## Written exercise
Beginning with the line containing "Find the lake water;" and ending with the last line, repeat the records exactly.

## Information given

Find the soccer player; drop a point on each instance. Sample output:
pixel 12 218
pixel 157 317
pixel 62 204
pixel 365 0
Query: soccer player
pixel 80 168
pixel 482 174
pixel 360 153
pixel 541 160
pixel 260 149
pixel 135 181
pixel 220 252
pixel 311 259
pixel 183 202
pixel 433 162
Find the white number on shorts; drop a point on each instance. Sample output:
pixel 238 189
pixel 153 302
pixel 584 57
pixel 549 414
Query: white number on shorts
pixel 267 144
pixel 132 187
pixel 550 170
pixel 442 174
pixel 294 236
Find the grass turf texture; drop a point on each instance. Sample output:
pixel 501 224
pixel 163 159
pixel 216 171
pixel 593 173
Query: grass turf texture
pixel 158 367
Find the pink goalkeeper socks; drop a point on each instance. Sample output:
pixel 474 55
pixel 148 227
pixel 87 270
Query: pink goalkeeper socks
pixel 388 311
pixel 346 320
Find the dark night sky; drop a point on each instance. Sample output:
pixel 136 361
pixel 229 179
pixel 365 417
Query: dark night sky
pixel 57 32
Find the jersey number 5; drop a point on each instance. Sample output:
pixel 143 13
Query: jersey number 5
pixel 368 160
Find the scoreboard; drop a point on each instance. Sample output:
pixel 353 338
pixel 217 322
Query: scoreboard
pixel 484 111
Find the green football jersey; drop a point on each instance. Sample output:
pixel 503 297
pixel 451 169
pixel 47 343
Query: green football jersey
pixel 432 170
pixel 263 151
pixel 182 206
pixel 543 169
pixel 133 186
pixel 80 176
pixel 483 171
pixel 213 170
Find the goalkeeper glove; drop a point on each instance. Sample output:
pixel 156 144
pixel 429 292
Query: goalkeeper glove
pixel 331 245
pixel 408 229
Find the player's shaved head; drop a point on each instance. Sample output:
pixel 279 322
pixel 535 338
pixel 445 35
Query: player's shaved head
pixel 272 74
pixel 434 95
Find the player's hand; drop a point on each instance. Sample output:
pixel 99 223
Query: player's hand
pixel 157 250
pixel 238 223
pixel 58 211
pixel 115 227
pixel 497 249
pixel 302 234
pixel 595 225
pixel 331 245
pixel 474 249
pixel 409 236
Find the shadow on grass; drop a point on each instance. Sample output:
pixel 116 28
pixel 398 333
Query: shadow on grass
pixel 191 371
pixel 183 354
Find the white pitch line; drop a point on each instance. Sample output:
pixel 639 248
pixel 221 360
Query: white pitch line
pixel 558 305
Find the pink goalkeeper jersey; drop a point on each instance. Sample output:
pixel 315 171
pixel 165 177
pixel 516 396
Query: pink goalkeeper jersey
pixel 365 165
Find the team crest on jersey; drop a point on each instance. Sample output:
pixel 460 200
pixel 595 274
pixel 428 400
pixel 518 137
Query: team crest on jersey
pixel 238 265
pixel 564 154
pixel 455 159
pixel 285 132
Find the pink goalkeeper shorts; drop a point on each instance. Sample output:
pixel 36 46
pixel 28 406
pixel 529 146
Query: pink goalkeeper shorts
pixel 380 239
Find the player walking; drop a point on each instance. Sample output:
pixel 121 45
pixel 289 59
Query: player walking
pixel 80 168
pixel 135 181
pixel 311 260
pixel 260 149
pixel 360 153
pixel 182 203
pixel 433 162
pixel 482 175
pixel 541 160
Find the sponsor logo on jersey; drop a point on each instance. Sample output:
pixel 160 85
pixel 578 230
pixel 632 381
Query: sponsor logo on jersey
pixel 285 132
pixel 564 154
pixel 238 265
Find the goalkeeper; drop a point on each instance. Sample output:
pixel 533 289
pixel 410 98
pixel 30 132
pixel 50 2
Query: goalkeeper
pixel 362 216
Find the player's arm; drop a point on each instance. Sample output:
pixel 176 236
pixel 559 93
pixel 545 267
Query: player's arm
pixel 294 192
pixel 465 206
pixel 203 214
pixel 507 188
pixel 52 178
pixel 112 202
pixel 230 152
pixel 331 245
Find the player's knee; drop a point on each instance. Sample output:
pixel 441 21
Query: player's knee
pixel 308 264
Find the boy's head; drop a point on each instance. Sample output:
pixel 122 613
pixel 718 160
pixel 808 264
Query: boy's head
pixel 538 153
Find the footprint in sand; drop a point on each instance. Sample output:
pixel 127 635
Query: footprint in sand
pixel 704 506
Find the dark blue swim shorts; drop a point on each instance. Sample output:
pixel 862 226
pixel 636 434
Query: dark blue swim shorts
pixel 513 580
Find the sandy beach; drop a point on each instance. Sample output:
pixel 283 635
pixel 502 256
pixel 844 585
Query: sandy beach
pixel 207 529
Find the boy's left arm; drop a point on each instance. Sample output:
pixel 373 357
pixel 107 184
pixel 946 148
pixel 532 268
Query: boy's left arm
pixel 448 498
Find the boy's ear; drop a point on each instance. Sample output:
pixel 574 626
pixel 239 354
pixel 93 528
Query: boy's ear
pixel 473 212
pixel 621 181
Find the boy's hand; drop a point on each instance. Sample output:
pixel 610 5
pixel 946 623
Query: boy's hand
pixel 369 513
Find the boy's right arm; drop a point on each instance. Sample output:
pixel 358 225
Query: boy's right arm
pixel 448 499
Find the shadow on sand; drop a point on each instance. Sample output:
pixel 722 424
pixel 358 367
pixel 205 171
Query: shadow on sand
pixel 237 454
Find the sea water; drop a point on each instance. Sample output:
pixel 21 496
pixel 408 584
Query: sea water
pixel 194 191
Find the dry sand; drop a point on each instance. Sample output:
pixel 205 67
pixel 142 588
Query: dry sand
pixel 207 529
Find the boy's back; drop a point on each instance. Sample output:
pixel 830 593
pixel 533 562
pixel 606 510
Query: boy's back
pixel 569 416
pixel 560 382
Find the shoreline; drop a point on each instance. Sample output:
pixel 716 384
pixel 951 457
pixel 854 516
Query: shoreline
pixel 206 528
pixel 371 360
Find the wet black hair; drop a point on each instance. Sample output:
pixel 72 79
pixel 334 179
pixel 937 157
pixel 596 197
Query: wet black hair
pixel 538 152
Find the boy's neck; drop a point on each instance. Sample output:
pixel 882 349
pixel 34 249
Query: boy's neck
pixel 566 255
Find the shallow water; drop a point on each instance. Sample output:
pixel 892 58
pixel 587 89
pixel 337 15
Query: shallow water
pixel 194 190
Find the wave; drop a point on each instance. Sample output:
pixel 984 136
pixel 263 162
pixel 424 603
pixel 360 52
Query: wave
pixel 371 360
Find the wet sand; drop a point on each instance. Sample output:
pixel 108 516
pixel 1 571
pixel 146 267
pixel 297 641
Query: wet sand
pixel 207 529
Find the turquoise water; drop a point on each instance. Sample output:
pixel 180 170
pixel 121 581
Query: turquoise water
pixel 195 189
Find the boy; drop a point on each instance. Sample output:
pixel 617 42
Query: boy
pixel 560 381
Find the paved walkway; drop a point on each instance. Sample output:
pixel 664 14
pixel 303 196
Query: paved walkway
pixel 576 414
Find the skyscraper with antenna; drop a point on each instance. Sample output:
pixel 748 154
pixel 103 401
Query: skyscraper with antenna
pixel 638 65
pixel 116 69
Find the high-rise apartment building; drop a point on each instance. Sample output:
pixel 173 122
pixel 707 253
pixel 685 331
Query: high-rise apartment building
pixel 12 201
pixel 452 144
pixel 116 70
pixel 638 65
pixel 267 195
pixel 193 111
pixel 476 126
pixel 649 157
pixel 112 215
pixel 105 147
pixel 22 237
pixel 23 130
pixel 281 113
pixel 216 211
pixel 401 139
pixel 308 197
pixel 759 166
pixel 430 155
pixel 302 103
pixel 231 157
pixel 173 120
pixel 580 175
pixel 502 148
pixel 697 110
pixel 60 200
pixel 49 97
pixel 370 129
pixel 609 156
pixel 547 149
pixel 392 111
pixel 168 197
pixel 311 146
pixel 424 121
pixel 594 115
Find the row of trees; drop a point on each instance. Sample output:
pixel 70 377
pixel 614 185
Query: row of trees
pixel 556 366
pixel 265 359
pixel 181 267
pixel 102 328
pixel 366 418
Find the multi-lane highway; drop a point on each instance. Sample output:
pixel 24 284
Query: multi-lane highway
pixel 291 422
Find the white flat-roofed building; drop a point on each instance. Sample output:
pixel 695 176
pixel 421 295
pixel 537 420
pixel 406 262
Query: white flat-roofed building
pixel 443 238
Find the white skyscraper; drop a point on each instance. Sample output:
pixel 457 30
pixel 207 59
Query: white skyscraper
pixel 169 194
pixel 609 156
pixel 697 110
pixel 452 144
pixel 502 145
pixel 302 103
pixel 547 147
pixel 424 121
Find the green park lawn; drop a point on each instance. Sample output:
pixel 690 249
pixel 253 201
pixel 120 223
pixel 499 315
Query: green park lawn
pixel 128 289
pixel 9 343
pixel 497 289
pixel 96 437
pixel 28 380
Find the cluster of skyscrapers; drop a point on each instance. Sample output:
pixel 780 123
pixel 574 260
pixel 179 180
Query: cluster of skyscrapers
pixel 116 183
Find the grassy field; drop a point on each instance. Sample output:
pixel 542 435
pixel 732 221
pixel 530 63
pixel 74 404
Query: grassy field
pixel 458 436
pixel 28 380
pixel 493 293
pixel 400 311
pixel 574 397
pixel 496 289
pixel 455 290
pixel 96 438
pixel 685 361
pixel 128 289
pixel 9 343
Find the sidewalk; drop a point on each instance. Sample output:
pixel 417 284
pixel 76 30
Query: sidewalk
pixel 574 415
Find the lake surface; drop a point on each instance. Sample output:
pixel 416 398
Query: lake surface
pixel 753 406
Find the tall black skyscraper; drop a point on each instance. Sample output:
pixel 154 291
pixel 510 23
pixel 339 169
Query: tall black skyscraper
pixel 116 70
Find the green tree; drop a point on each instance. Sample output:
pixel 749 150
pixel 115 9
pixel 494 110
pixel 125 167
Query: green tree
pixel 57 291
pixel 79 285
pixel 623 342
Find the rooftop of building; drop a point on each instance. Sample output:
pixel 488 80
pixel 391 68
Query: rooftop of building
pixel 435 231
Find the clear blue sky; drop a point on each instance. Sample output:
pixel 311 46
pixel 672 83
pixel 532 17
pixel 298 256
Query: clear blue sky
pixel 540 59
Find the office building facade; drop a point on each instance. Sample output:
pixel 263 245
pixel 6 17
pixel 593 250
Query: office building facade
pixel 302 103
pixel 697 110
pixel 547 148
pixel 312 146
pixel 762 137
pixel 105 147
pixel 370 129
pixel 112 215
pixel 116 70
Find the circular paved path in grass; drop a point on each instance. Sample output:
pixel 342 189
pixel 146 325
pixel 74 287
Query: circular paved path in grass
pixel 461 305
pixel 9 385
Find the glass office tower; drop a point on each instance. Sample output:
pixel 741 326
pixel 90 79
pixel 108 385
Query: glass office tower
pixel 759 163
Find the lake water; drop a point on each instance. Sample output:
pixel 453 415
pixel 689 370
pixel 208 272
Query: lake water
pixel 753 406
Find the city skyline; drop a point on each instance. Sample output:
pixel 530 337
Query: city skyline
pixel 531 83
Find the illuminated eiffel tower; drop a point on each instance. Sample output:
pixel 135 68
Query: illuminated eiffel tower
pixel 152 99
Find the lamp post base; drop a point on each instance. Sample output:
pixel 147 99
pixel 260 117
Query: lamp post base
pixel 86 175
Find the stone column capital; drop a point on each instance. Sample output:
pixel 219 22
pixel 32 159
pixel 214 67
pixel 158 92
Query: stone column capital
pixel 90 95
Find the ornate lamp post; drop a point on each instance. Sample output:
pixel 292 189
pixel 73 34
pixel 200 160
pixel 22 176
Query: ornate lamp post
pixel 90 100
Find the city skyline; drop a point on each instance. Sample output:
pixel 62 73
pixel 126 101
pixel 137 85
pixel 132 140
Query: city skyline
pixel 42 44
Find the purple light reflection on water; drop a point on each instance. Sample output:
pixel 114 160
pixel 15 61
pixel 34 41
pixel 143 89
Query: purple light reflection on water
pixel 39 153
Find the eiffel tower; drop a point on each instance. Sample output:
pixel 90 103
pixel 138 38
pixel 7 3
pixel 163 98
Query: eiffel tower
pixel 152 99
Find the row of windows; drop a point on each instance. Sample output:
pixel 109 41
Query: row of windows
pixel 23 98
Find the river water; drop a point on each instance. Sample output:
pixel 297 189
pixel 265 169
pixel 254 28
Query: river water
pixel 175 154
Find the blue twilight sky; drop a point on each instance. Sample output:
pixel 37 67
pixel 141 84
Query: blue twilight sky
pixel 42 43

## Solution to this exercise
Find the lake water; drop a point on each instance. Sample output:
pixel 453 415
pixel 689 370
pixel 208 272
Query: lake water
pixel 753 406
Find the city skyline; drop a point on each instance. Sample output:
pixel 530 337
Query: city skyline
pixel 531 83
Find the illuminated eiffel tower; drop a point on each instance. Sample output:
pixel 135 68
Query: illuminated eiffel tower
pixel 152 99
Find the lamp post base; drop a point on each instance. Sample output:
pixel 147 99
pixel 260 117
Query: lamp post base
pixel 86 175
Find the stone column capital; drop a point on each instance. Sample output:
pixel 219 22
pixel 32 159
pixel 214 67
pixel 158 92
Query: stone column capital
pixel 90 95
Find the ornate lamp post; drop a point on each instance. Sample output:
pixel 292 189
pixel 73 34
pixel 200 160
pixel 22 176
Query: ornate lamp post
pixel 90 100
Find the city skyline; drop a point on each instance. Sample output:
pixel 62 73
pixel 126 101
pixel 137 85
pixel 132 140
Query: city skyline
pixel 42 44
Find the purple light reflection on water; drop a point on each instance. Sample output:
pixel 114 160
pixel 15 61
pixel 34 41
pixel 143 89
Query: purple light reflection on water
pixel 39 153
Find the eiffel tower; drop a point on each instance. Sample output:
pixel 90 103
pixel 138 38
pixel 7 3
pixel 163 98
Query: eiffel tower
pixel 152 99
Find the row of windows; drop a point on each instance. Sample output:
pixel 109 41
Query: row of windows
pixel 23 98
Find the river water; drop a point on each instance. Sample output:
pixel 297 189
pixel 265 169
pixel 254 28
Query: river water
pixel 175 154
Find the blue twilight sky; drop a point on each instance. Sample output:
pixel 37 67
pixel 141 84
Query: blue twilight sky
pixel 42 43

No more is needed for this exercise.